▸ VORLIEGENDER TEXT:
● ● ●
PPI: Viele Ältere nehmen sie ohne evidenzbasierte Indikation – nur 3 Situationen rechtfertigen eigentlich Langzeitgabe

Ute Eppinger

Interessenkonflikte

3. Mai 2021

Protonenpumpeninhibitoren (PPI) hemmen effektiv die Magensäuresekretion und sind das Mittel der Wahl bei Säure-assoziierten Erkrankungen. Sie haben sich bewährt und sind grundsätzlich gut verträglich. Pantoprazol ist deutschlandweit das dritthäufigst verschriebene Medikament, 2014 wurde es 20,3 Millionen mal verordnet.
● ● ●
▸ GEGEBENE INFORMATIONEN:

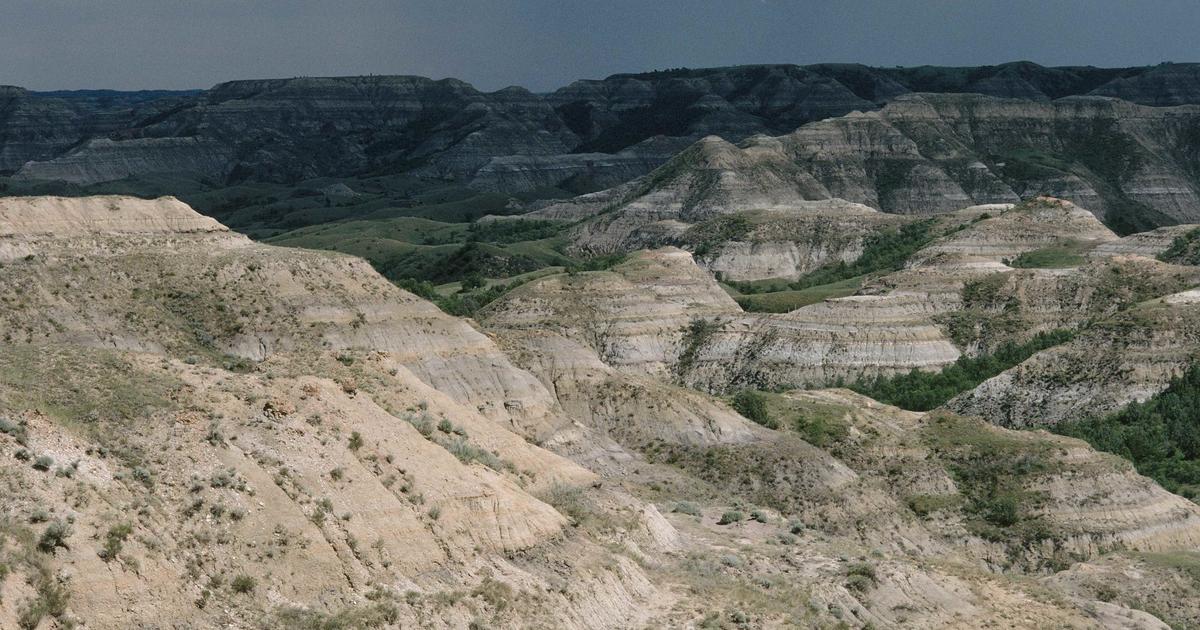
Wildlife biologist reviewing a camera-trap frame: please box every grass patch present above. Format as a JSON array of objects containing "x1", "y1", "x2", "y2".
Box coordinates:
[
  {"x1": 733, "y1": 276, "x2": 864, "y2": 313},
  {"x1": 850, "y1": 330, "x2": 1074, "y2": 412},
  {"x1": 728, "y1": 218, "x2": 937, "y2": 294},
  {"x1": 1054, "y1": 364, "x2": 1200, "y2": 500},
  {"x1": 1008, "y1": 240, "x2": 1092, "y2": 269},
  {"x1": 914, "y1": 413, "x2": 1052, "y2": 545},
  {"x1": 1158, "y1": 228, "x2": 1200, "y2": 265}
]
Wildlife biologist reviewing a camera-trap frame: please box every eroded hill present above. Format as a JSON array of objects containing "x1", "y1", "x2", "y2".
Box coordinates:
[{"x1": 7, "y1": 197, "x2": 1200, "y2": 628}]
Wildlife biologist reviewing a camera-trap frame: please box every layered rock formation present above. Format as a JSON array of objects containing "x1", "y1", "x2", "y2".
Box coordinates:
[
  {"x1": 11, "y1": 62, "x2": 1200, "y2": 212},
  {"x1": 480, "y1": 248, "x2": 959, "y2": 391},
  {"x1": 949, "y1": 290, "x2": 1200, "y2": 426},
  {"x1": 542, "y1": 94, "x2": 1200, "y2": 237},
  {"x1": 7, "y1": 197, "x2": 1200, "y2": 629}
]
● ● ●
▸ DEINE AUFGABEN:
**A.** Wie oft wurde Pantoprazol laut dem Text über Protonenpumpenhemmer im Jahr 2014 verordnet?
**B.** Zähle alle Eigenschaften auf, die der Text über Protonenpumpenhemmer den PPI in den beiden Sätzen zuschreibt, die mit „Protonenpumpeninhibitoren (PPI)“ und „Sie haben sich bewährt“ beginnen.
**C.** Schreib den Text über Protonenpumpenhemmer nach seinem letzten Satz weiter.
Die Einträge haben mit dem Text nichts zu tun.

▸ DIE ANTWORTEN:
**A.** 20,3 Millionen Mal.

**B.**
- Sie hemmen effektiv die Magensäuresekretion.
- Sie sind das Mittel der Wahl bei Säure-assoziierten Erkrankungen.
- Sie haben sich bewährt.
- Sie sind grundsätzlich gut verträglich.

**C.**
Weil PPI vor allem in der Langzeitanwendung aber auch mit schweren Nebenwirkungen assoziiert sein können und Polypharmazie das Risiko für relevante Interaktionen erhöht, warb Dr. Christoph Ammer-Herrmenau, Klinik für Gastroenterologie der Universitätsmedizin Göttingen, auf der 127. Jahrestagung der Deutschen Gesellschaft für Innere Medizin (DGIM) dafür, sich bei der Verordnung an den 3 Hauptindikationen zu orientieren und PPI ansonsten – wo möglich – abzusetzen [1].

Vor allem bei geriatrischen Patienten sind PPI weit verbreitet. „Etwa ein Drittel aller älteren Menschen – vor allem diejenigen, die ohnehin schon viele Medikamente einnehmen – nehmen auch noch Protonenpumpenhemmer ein. Der Großteil davon mit einer ‚low-value prescription‘ und das heißt: Für die Einnahme gibt es keine evidenzbasierte Indikation“, so Ammer-Herrmenau.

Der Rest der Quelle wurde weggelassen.